▶ _DATA EXCERPTS_
——————————

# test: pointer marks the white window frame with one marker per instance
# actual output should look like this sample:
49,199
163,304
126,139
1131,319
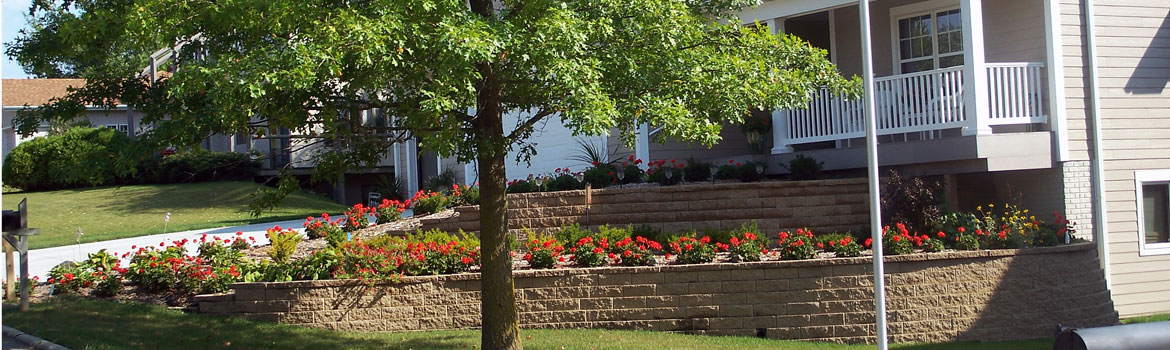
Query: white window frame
917,9
1144,177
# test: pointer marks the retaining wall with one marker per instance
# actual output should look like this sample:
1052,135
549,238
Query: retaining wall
820,205
984,295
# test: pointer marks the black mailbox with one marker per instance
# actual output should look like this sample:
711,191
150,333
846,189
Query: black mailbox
1141,336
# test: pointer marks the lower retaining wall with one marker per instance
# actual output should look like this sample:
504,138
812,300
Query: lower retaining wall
820,205
984,295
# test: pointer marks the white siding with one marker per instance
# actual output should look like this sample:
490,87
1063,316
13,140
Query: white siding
1133,40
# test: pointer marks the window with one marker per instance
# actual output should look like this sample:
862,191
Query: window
1153,193
930,40
123,128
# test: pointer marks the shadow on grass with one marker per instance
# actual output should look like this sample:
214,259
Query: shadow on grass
80,323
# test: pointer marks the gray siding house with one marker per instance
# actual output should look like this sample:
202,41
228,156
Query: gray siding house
1055,104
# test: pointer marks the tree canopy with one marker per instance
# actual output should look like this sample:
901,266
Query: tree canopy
445,70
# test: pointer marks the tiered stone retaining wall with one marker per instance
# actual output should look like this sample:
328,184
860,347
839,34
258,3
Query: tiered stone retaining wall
821,205
982,295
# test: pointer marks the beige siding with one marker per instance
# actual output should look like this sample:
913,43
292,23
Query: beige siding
1133,41
733,144
1013,32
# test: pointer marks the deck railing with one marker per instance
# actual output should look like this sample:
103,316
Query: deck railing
916,102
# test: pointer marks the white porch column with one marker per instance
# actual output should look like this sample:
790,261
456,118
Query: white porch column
780,132
642,145
1055,69
469,175
779,117
975,81
412,167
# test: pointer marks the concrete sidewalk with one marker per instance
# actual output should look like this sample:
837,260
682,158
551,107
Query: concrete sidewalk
40,261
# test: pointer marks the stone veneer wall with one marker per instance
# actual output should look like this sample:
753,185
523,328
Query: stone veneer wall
821,205
983,295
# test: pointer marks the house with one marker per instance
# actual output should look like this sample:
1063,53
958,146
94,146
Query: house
1060,105
276,151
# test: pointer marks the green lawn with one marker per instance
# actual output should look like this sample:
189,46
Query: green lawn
112,212
81,323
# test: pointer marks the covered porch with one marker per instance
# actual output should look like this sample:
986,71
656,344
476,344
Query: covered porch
944,69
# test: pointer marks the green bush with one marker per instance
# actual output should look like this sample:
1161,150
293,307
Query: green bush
441,182
804,167
727,172
78,157
696,171
600,176
431,203
571,234
564,183
659,176
283,244
752,171
521,186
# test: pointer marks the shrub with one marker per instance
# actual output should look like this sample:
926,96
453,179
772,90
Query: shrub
689,249
202,165
571,233
804,167
634,251
665,175
564,182
463,194
696,171
521,186
444,180
799,246
896,240
652,233
728,171
390,211
322,227
356,218
909,200
589,252
846,247
752,171
930,245
428,203
543,253
600,176
747,248
78,157
391,187
283,244
827,241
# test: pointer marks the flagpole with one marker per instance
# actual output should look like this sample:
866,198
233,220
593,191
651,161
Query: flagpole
872,166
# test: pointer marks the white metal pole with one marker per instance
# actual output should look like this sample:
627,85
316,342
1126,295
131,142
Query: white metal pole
867,63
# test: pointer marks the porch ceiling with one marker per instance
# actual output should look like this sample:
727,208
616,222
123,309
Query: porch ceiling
955,155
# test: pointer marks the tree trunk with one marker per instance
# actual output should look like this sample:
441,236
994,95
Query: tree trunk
501,320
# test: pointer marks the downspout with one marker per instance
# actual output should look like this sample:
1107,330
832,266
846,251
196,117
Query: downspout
1098,163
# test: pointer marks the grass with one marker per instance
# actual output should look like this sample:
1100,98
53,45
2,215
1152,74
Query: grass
82,323
1155,317
115,212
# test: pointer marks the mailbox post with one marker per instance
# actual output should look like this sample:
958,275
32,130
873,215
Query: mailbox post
15,235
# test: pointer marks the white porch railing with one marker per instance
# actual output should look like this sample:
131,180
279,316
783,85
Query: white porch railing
924,101
1016,93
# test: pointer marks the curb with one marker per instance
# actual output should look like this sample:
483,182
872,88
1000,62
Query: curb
32,341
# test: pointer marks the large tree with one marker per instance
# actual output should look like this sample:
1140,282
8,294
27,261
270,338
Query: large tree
446,70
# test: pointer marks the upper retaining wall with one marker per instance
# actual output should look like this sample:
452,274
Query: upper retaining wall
984,295
820,205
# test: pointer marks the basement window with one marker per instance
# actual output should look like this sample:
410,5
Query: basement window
1153,193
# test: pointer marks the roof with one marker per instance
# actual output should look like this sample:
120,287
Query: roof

——————————

▶ _TASK DIRECTIONS_
Every line that holds the word "roof" should be copied from the records above.

▶ _OUTPUT FOR THIS TASK_
# test: pointer marks the roof with one marker per instance
Query: roof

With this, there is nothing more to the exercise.